How to complete this task: Copy exactly the lines of the records below, and only those lines, beginning with the line that contains "Target: white wall" and ending with the line that contains "Target: cabinet door handle".

>>>>

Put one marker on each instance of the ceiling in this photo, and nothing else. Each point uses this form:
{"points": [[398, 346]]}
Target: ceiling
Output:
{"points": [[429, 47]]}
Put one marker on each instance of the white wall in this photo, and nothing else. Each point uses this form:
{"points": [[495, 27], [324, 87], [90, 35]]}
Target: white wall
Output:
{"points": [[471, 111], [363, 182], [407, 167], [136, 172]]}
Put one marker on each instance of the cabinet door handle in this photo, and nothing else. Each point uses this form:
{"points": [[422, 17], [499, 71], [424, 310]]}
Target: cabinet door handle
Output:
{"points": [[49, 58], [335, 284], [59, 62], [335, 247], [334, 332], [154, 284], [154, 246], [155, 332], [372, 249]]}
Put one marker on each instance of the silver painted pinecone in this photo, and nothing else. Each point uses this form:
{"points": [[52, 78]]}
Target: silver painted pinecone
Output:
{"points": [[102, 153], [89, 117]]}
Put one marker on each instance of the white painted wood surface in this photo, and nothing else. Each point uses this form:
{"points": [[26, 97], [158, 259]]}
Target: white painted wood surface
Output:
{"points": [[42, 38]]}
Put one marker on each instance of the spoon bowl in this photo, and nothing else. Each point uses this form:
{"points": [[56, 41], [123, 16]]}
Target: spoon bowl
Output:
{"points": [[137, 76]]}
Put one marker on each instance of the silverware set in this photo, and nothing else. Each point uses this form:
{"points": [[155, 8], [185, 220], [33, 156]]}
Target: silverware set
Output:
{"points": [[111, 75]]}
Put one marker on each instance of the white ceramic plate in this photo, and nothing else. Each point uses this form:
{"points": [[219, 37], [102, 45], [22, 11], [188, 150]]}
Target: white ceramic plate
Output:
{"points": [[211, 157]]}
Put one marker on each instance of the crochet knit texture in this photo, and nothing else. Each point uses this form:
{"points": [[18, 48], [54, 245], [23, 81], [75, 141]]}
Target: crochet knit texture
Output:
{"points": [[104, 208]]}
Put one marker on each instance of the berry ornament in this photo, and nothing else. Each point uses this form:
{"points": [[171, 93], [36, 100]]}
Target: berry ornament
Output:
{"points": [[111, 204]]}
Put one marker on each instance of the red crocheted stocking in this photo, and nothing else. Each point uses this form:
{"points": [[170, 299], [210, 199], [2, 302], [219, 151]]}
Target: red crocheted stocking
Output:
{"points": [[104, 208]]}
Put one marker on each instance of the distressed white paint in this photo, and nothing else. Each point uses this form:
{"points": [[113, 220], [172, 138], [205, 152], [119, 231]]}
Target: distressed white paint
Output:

<<<<

Answer to the problem:
Target: white wall
Output:
{"points": [[471, 111], [363, 182], [407, 167], [136, 172]]}
Put one marker on each instance of the cabinet door handle in this photo, and nothing else. Each point uses this form:
{"points": [[422, 17], [499, 71], [424, 310]]}
Target: cabinet door handle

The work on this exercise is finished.